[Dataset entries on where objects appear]
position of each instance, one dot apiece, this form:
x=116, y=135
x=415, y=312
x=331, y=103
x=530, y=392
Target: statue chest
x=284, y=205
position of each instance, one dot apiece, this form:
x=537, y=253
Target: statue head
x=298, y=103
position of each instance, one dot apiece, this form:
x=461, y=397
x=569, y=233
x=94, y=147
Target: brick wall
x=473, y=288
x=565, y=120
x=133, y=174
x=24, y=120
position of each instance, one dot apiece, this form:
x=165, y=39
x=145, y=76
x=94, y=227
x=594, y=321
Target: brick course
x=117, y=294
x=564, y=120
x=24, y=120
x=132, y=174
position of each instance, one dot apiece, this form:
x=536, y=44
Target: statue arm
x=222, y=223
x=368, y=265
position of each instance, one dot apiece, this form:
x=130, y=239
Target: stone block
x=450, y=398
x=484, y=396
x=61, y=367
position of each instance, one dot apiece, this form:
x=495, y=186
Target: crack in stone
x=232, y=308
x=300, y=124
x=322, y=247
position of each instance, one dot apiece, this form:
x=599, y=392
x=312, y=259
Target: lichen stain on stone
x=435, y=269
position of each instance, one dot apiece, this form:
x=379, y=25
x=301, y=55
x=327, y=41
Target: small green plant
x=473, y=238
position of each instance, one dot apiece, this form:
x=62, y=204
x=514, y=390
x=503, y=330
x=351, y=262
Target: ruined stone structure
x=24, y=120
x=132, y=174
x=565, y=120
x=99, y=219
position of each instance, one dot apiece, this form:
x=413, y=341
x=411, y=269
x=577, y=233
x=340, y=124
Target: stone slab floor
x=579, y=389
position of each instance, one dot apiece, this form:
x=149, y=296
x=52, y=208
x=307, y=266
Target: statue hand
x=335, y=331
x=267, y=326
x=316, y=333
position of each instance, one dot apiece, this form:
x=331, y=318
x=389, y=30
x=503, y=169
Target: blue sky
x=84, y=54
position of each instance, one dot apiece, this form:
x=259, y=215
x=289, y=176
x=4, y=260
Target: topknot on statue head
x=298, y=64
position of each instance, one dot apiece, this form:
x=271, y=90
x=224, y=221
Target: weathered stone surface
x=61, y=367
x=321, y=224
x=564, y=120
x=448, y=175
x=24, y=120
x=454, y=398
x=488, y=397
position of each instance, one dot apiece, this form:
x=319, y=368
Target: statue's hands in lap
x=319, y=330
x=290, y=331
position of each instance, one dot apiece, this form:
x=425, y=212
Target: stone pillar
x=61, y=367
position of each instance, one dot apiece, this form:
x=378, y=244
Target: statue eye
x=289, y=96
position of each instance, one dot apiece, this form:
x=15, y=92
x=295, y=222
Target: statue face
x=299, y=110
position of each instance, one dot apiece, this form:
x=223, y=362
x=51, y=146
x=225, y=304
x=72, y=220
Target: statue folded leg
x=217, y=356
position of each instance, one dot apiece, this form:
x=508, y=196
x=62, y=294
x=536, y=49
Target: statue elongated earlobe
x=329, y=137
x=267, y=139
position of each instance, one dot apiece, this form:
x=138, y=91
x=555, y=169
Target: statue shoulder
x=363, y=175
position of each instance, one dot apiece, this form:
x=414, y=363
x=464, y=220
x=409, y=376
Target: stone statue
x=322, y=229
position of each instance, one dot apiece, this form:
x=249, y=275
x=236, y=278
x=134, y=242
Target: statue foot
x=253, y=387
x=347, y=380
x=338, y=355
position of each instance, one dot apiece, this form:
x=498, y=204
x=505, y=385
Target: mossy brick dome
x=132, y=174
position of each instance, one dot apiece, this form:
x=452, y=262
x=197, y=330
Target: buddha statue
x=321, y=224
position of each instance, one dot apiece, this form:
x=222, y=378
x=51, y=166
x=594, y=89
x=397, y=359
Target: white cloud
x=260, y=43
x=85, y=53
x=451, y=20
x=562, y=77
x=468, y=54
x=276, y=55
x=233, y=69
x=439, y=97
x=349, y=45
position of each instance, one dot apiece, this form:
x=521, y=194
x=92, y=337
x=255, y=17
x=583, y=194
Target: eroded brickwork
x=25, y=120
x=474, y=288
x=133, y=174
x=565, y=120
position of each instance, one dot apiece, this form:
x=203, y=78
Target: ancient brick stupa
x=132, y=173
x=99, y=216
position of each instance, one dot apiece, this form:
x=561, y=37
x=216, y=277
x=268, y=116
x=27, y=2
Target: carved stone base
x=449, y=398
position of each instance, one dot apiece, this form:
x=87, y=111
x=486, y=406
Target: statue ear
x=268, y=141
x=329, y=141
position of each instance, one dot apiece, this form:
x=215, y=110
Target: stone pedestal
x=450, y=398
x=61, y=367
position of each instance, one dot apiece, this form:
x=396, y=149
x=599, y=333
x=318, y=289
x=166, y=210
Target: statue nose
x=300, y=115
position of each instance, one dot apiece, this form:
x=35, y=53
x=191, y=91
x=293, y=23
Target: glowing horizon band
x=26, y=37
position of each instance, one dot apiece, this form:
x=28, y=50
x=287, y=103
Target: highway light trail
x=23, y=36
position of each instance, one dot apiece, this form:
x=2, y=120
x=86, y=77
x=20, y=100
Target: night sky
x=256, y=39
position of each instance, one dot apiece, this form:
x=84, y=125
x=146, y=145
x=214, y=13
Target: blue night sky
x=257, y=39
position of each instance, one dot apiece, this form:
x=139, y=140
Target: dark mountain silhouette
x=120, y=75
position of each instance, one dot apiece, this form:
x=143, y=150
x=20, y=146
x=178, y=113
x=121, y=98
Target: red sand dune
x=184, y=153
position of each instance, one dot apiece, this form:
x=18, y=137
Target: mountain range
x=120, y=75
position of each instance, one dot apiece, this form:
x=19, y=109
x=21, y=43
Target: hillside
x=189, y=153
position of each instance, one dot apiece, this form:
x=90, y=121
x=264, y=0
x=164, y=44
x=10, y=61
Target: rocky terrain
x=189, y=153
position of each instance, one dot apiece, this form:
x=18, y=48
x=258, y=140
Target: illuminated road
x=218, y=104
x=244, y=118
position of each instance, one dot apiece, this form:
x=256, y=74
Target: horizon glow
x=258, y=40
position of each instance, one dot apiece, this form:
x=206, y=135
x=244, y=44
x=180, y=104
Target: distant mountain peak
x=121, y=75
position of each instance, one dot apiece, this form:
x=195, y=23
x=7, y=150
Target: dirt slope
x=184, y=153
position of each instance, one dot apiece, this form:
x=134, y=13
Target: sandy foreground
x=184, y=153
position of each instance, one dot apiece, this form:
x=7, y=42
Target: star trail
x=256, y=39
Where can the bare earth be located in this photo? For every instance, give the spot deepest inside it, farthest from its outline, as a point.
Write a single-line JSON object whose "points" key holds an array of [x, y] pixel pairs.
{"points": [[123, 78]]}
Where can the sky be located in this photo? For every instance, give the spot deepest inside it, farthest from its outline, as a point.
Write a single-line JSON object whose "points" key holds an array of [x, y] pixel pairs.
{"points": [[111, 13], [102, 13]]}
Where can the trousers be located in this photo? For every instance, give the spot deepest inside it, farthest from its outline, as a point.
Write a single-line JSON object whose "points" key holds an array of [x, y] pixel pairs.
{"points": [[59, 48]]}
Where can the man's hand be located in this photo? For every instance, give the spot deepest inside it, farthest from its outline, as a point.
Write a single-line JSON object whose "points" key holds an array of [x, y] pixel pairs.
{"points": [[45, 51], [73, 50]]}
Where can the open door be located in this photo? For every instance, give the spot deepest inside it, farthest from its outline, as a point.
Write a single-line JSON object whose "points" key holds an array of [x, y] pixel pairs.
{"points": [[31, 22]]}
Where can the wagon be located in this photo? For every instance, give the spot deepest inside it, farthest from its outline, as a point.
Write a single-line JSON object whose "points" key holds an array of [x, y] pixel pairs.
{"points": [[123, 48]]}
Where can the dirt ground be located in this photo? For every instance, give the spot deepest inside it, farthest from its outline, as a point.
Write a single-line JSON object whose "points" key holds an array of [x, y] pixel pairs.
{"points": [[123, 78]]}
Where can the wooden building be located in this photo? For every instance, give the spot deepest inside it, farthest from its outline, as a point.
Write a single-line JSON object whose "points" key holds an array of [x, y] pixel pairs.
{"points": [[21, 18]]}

## Task to complete
Could you change "statue" to "sculpture" in everything from the start of the entries down to the line containing "x=316, y=333", both ends included, and leave everything else unchanged?

## Solution for this task
position of each instance, one dot apiece, this form:
x=116, y=135
x=415, y=312
x=331, y=103
x=530, y=392
Target: sculpture chest
x=284, y=205
position of each instance, one dot apiece, this form:
x=537, y=253
Target: sculpture head
x=298, y=103
position of each instance, one dot apiece, this form:
x=461, y=397
x=569, y=233
x=94, y=147
Target: brick wall
x=473, y=288
x=565, y=120
x=133, y=174
x=24, y=120
position of each instance, one dot apiece, this form:
x=165, y=39
x=145, y=76
x=94, y=227
x=594, y=321
Target: brick course
x=117, y=294
x=564, y=120
x=24, y=120
x=132, y=174
position of each instance, one dot apiece, this form:
x=536, y=44
Target: sculpture arm
x=222, y=223
x=368, y=265
position of each instance, one dot apiece, this form:
x=130, y=239
Target: stone block
x=450, y=398
x=484, y=396
x=61, y=367
position of each instance, one dot apiece, this form:
x=495, y=186
Target: crack in stone
x=232, y=308
x=300, y=124
x=322, y=247
position of each instance, one dot apiece, this form:
x=599, y=392
x=312, y=259
Target: lichen stain on stone
x=435, y=269
position of each instance, one dot apiece, this form:
x=379, y=25
x=301, y=55
x=327, y=41
Target: small green plant
x=473, y=238
position of each instance, one dot apiece, this form:
x=62, y=204
x=514, y=390
x=503, y=330
x=351, y=262
Target: ruined stone structure
x=24, y=120
x=132, y=174
x=565, y=120
x=99, y=219
position of each instance, one dot apiece, this form:
x=413, y=341
x=411, y=269
x=577, y=233
x=340, y=124
Target: stone slab floor
x=579, y=389
position of each instance, one dot apiece, this form:
x=149, y=296
x=52, y=208
x=307, y=266
Target: sculpture hand
x=335, y=331
x=267, y=326
x=316, y=333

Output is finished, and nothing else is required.